> What needs to be done: Write out, word for word, only the lines from the one containing "Annotation task: tag one point per instance of the shirtless" through the final line of the data.
━━━━━ Data listing
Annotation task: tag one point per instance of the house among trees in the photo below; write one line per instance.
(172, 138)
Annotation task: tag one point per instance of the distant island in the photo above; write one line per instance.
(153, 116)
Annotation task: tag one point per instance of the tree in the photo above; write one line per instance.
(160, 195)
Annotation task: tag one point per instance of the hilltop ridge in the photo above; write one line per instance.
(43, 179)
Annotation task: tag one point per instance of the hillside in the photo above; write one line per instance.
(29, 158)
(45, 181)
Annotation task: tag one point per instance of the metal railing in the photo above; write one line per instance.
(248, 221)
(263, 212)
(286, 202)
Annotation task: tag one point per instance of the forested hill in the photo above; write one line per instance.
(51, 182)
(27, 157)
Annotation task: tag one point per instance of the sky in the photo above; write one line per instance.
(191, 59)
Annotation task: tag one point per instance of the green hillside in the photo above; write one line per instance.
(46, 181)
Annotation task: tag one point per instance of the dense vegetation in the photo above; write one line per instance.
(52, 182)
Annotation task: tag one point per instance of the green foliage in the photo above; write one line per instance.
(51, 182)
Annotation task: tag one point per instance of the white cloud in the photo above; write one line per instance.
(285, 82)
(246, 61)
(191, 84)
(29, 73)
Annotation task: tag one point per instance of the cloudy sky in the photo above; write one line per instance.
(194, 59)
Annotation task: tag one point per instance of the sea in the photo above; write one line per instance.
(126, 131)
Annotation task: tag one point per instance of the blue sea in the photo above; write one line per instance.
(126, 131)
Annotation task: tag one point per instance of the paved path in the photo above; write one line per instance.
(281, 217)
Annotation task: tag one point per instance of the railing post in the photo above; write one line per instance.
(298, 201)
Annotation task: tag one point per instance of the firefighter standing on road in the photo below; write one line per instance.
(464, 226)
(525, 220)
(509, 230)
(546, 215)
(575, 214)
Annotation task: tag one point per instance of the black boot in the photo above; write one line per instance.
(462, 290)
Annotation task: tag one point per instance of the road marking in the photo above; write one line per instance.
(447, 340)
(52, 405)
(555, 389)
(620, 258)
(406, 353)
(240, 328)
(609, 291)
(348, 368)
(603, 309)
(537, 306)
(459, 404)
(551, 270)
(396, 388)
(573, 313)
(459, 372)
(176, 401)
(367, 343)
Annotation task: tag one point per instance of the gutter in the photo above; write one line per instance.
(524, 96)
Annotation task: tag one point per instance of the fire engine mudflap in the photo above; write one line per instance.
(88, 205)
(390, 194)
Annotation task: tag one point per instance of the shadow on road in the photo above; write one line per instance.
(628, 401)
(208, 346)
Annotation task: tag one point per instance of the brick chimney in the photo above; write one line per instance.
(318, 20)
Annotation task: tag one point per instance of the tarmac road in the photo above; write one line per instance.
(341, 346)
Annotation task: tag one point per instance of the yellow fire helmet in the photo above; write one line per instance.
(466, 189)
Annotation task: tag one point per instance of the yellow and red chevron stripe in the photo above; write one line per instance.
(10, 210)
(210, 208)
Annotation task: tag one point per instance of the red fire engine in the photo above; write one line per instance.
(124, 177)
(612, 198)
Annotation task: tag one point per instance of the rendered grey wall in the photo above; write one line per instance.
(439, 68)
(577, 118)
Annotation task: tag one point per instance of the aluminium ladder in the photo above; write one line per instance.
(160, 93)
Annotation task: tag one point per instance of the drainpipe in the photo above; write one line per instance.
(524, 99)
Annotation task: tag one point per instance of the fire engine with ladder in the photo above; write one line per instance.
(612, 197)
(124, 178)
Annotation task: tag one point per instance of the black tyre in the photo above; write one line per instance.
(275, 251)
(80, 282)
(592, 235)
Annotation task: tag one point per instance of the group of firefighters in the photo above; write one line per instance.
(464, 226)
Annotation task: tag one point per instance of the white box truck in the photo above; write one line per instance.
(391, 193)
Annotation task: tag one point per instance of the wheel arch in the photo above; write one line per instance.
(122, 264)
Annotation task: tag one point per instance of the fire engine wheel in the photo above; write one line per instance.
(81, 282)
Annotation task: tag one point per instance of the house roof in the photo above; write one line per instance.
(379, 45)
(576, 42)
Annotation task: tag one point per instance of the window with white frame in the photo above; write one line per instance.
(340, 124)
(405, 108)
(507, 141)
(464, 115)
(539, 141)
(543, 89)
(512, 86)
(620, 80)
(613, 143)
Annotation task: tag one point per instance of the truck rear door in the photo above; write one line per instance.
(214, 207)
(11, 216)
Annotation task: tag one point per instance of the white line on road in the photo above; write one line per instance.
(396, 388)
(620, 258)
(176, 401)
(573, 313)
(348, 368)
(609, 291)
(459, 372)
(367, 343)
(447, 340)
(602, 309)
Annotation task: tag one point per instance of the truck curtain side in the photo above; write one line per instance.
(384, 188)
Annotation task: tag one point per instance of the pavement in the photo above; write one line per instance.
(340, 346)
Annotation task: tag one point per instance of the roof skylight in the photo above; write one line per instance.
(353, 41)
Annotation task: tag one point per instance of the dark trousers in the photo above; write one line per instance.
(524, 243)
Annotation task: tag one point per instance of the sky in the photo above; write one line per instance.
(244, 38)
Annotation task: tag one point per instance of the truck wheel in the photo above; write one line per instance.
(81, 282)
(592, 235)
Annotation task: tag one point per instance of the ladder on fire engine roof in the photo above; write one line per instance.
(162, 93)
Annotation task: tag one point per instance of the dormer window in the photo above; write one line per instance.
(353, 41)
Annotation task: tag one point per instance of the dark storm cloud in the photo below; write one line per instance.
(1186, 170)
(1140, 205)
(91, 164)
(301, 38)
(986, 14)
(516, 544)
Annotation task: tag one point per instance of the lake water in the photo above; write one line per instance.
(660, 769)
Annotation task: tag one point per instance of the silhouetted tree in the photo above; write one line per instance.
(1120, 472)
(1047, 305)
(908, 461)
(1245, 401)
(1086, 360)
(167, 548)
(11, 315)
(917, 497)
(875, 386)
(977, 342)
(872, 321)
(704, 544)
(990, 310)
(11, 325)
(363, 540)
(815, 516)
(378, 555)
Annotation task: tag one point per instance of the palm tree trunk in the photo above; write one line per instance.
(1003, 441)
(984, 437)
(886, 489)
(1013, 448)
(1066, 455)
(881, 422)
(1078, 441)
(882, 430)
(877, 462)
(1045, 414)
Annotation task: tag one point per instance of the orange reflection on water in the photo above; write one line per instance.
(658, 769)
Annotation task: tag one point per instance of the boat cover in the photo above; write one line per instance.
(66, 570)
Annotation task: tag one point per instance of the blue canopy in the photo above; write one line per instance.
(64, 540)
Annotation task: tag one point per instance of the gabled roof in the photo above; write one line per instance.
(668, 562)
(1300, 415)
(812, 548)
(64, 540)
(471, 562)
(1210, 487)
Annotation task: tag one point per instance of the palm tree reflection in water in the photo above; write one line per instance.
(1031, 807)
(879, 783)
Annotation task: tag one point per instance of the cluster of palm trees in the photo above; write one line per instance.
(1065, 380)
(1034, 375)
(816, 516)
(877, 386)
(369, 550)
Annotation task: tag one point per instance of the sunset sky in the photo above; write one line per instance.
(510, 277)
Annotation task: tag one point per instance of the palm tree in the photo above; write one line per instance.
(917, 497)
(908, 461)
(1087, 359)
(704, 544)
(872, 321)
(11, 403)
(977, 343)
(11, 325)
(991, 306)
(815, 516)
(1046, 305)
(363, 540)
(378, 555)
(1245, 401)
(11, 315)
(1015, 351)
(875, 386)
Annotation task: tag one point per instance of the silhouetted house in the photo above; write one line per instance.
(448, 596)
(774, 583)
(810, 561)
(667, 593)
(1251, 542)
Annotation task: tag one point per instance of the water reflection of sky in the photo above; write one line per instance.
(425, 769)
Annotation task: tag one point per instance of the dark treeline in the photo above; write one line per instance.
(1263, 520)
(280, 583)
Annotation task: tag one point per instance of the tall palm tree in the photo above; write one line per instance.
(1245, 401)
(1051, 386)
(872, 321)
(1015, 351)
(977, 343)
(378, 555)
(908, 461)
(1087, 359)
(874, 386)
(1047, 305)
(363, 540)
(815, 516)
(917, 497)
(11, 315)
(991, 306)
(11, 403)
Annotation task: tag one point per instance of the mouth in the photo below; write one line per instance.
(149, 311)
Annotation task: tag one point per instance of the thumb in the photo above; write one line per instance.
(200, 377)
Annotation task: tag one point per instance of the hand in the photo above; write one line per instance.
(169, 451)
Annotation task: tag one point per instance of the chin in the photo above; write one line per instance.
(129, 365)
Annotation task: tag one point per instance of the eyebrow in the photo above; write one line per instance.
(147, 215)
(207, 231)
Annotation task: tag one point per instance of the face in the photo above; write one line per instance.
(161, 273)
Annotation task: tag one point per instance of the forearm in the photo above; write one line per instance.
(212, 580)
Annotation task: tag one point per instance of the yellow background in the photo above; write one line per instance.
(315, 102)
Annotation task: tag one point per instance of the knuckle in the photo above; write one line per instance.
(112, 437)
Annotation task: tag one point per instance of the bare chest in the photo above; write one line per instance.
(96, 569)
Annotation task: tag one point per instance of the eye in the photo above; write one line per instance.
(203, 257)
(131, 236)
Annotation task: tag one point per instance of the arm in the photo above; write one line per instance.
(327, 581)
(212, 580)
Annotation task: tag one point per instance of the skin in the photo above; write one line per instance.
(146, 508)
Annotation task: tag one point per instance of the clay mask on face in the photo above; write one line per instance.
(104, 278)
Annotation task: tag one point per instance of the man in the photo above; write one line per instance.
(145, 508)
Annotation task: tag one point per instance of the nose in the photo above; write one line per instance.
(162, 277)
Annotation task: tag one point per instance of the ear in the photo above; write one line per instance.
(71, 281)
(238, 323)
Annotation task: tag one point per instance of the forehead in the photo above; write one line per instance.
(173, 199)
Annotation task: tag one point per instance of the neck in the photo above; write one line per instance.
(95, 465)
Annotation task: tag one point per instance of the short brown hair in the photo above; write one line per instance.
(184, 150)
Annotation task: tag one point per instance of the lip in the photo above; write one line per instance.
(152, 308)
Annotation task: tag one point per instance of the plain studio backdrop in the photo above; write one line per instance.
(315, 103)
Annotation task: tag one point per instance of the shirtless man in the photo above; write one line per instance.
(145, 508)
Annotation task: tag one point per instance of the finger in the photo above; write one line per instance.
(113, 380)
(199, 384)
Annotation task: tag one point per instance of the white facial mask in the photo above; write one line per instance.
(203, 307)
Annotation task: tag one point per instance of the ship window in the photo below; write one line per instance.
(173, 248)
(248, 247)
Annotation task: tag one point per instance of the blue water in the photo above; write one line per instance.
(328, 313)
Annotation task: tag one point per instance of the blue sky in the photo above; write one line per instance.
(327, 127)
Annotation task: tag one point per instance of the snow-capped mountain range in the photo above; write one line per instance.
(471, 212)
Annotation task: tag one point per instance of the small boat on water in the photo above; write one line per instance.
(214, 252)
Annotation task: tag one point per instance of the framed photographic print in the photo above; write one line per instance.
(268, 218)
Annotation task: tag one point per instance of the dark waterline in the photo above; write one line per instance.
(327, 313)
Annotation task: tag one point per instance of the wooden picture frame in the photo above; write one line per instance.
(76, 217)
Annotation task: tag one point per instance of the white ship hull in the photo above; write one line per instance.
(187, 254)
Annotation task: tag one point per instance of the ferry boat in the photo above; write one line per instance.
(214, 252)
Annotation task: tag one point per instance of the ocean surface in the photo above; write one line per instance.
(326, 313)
━━━━━━━━━━
> Right answer:
Annotation task: tag one point per instance of the shirtless man in the photo above; write one line per instance.
(145, 508)
Annotation task: tag one point per instance of the finger in the photo above; write one line per instance.
(113, 380)
(199, 384)
Annotation task: tag one point per instance of the white facial mask in the photo above; write one line per instance.
(203, 307)
Annotation task: tag one point per instance of the ship window in the photo below; write one line per instance.
(173, 248)
(248, 247)
Annotation task: tag one point per instance of the blue water in the photo above; write one line per instance.
(328, 313)
Annotation task: tag one point per instance of the blue sky in the photo above; write one line per instance.
(327, 127)
Annotation task: tag one point per instance of the snow-capped mountain range in the photo above; write one line per instance.
(471, 212)
Annotation task: tag one point per instance of the small boat on water in the photo above; write one line per instance.
(214, 252)
Annotation task: tag one point per instance of the framed photographic print in the photo above; write one line per instance.
(268, 218)
Annotation task: tag one point per instance of the dark waterline in the photo above; write one line per instance.
(327, 313)
Annotation task: tag one point per instance of the wooden picture frame in the photo above; write one line per instance.
(76, 217)
Annotation task: tag one point per instance of the white ship hull in the photo above; write one line per instance.
(187, 254)
Annotation task: tag one point per instance of the ferry boat in the photo above; write one line per instance.
(214, 252)
Annotation task: tag one point per instance of the ocean surface in the photo above; write one line per instance.
(326, 313)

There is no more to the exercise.